Jakarta, tjahayatimoer.net     – Dalam dunia strategi, posisi adalah segalanya. Hal ini sejalan dengan ajaran klasik Sun Tzu dalam Art of War, yang menekankan pentingnya memahami posisi diri dan lawan untuk memenangkan pertempuran. “If you know your enemy and know yourself, you need not fear the result of a hundred battles.”

Menurut Sun Tzu, pasukan yang menempati posisi strategis akan lebih sulit dikalahkan. Sejarah pun mencatat, kemenangan kerap berpihak pada mereka yang pandai menentukan posisi—seperti pasukan Vietcong dalam Perang Vietnam atau kekalahan pasukan Islam dalam Perang Uhud akibat kelengahan meninggalkan posisi strategis.

* [Latihan A]
Jawablah pertanyaan berikut berdasarkan teks tentang strategi posisi:
(i) Karya Sun Tzu apa yang disebut dalam teks?
(ii) Menurut Sun Tzu, pasukan seperti apa yang lebih sulit dikalahkan?
(iii) Dalam perang apa pasukan Islam kalah, dan apa penyebabnya menurut teks?

* [Data Masukan]
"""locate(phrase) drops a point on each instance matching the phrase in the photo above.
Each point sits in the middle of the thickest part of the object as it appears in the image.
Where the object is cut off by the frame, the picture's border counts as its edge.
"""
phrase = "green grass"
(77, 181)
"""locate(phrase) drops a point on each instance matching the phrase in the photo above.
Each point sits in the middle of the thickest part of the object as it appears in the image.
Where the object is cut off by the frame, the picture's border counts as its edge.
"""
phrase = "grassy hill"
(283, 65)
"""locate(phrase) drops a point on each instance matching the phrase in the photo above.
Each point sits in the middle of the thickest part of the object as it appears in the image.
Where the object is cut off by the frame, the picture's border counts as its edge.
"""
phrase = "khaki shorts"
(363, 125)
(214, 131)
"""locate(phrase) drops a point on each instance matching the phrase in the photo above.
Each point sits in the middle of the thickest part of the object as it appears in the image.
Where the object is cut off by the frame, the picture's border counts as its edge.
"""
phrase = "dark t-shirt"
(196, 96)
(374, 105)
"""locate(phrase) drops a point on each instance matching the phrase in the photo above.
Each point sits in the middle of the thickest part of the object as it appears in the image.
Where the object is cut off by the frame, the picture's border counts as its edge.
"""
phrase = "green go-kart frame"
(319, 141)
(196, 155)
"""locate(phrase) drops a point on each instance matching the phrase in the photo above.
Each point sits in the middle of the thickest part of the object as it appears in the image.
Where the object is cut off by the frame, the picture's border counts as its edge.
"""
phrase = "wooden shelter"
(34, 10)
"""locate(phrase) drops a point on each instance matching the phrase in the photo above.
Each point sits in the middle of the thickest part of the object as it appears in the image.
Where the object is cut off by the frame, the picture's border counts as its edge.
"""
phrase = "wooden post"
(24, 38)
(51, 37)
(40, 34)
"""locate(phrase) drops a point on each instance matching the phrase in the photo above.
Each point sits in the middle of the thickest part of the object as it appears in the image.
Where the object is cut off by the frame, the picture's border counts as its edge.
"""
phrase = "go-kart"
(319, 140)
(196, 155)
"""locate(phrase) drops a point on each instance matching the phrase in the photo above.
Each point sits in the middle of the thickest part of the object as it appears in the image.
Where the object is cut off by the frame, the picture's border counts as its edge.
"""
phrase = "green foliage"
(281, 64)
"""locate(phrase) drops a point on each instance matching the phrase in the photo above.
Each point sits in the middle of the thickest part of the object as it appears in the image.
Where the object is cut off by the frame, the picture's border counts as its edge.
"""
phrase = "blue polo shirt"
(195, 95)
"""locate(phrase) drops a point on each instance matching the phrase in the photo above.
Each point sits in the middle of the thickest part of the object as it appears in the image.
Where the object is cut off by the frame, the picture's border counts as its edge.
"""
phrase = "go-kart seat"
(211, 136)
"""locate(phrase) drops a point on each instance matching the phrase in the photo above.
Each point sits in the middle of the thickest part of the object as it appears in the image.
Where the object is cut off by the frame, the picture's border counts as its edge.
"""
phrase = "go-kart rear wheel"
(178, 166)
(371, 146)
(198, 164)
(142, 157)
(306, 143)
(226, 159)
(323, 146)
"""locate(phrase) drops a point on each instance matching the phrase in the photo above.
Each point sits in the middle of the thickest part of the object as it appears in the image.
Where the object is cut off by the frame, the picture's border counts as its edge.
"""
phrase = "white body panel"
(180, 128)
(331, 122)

* [Latihan B]
Pilih dan salin setiap baris dalam daftar yang memuat string "shirt". Perbedaan huruf besar dan kecil diperhitungkan.

* [Jawaban Tertulis A]
(i) Art of War.
(ii) Pasukan yang menempati posisi strategis.
(iii) Perang Uhud, akibat kelengahan meninggalkan posisi strategis.

* [Jawaban Tertulis B]
phrase = "dark t-shirt"
phrase = "blue polo shirt"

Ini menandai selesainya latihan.